What the task asks - Repeat the following rows word for word, everything from the line containing "Which element in this screenshot corresponds to the overcast" down to the line containing "[0, 273, 58, 361]", with both of those lines included.

Record excerpts -
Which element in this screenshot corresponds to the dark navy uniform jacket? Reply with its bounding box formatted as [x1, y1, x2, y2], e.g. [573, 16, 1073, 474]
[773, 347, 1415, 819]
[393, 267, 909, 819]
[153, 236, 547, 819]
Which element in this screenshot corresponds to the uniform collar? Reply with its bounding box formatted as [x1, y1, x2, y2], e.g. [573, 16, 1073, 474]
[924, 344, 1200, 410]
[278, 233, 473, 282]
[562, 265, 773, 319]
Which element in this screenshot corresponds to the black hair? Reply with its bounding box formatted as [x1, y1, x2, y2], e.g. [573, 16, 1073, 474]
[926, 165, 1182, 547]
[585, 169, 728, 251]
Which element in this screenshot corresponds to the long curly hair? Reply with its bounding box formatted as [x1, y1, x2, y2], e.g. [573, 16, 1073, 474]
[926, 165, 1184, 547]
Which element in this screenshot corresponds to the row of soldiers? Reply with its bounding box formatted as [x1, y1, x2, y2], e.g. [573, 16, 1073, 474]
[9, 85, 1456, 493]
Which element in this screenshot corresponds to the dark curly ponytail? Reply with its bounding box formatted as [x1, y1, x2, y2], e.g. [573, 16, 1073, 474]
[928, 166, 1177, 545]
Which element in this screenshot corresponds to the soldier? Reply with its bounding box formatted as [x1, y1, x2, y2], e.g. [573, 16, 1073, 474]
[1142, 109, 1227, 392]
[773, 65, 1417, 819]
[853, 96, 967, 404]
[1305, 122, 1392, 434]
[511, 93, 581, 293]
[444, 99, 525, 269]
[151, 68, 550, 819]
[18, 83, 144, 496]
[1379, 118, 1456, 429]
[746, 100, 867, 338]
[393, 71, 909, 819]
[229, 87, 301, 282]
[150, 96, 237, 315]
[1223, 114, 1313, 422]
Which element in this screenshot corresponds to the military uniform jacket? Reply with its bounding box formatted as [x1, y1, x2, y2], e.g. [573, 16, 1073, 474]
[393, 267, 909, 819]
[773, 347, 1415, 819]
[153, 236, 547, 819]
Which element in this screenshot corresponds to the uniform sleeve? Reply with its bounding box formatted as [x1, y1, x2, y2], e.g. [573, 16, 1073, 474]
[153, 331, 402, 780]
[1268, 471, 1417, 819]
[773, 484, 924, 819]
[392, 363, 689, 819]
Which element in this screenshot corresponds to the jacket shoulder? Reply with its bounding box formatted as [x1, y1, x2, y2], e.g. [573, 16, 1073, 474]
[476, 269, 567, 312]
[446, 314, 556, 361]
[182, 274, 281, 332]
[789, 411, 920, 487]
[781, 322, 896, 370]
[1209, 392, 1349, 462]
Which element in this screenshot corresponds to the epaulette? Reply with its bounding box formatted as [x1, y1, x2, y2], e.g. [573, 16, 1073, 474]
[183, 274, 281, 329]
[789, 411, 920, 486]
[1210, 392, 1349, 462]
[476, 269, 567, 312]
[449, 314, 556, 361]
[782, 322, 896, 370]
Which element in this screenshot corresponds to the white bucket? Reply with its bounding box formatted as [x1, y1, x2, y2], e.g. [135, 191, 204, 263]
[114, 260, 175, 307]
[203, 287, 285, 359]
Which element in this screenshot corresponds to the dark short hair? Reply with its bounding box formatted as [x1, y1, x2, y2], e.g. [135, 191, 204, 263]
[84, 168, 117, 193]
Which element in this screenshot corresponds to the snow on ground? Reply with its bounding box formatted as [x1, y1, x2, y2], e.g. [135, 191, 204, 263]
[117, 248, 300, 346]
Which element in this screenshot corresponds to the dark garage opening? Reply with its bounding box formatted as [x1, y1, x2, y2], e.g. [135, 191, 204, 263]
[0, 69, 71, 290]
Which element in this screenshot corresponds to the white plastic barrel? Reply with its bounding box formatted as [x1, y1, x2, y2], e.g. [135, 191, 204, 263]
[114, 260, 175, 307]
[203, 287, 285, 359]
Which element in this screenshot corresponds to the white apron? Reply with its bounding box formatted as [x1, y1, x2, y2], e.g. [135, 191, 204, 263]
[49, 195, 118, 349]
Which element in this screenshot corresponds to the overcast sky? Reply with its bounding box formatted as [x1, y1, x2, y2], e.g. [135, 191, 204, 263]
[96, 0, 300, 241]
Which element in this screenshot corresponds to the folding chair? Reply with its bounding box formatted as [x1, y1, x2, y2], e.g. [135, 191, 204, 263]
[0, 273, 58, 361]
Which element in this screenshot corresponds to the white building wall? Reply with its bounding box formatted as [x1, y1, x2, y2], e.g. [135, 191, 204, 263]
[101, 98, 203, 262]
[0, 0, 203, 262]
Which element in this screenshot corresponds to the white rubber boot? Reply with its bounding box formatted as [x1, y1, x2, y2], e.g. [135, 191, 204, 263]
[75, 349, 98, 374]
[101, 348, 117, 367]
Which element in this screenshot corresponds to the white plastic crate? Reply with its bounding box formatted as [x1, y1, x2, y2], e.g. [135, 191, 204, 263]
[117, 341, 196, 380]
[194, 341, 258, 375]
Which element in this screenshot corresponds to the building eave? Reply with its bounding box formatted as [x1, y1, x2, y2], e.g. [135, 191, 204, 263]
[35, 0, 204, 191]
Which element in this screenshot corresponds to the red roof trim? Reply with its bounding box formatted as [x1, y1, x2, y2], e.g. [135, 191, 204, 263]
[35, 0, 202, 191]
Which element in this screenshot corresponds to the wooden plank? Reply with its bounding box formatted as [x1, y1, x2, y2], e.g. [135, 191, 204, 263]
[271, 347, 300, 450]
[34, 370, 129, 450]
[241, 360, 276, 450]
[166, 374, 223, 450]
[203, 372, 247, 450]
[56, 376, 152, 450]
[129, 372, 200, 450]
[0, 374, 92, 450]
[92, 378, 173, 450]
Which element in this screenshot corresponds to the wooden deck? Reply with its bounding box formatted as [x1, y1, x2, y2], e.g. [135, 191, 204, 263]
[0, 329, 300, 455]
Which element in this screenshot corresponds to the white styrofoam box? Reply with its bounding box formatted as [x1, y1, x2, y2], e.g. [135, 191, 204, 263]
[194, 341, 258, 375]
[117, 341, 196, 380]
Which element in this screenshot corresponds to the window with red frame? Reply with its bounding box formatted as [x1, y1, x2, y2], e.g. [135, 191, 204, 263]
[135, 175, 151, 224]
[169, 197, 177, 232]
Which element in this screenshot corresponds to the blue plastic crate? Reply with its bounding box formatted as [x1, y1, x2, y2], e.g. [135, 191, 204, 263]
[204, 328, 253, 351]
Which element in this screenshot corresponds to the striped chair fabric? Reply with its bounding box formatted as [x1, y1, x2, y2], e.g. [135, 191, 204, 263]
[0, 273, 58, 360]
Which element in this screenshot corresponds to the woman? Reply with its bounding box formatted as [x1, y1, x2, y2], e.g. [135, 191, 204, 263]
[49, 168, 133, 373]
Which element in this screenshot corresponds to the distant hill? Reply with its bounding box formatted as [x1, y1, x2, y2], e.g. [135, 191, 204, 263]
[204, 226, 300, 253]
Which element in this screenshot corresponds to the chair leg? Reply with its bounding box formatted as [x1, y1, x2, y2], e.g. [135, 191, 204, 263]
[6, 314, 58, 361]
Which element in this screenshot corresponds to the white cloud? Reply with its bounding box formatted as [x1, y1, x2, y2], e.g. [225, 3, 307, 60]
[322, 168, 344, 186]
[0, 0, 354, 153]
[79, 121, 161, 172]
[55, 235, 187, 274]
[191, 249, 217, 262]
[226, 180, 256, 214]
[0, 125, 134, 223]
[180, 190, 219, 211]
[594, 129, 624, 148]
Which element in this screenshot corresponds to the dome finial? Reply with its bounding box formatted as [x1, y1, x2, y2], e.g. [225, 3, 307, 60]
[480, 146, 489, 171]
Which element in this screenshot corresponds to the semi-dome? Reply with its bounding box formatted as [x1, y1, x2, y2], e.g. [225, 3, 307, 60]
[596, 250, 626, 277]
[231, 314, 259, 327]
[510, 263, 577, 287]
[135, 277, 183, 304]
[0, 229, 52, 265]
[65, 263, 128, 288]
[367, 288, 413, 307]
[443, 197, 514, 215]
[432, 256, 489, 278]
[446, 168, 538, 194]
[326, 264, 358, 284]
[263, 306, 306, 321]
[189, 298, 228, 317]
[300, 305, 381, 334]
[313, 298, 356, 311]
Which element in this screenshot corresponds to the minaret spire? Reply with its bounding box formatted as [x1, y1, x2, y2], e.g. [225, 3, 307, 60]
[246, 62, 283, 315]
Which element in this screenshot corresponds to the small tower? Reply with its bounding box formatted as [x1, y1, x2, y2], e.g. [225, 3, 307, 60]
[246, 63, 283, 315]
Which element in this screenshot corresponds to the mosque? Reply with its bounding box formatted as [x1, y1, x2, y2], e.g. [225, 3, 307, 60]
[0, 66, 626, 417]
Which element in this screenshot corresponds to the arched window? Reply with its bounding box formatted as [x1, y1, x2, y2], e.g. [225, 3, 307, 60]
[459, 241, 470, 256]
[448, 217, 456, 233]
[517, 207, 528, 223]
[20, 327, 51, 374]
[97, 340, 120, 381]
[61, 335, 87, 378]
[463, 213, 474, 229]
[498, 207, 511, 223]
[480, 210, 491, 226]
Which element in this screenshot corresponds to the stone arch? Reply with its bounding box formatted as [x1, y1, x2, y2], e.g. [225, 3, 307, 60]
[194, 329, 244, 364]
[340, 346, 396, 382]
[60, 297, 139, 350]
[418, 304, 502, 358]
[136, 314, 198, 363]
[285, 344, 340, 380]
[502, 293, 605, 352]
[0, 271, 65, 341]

Reply to the exercise -
Which element in this screenshot corresponds to the overcast sky? Reply with its bounding box formatted as [x1, y1, x2, y2], e.g. [135, 191, 204, 263]
[96, 0, 300, 241]
Which element in this screenshot corresponds to the folding chair? Reply with its bounding box formatted as [x1, y1, x2, y2], e.g. [135, 191, 204, 263]
[0, 273, 58, 361]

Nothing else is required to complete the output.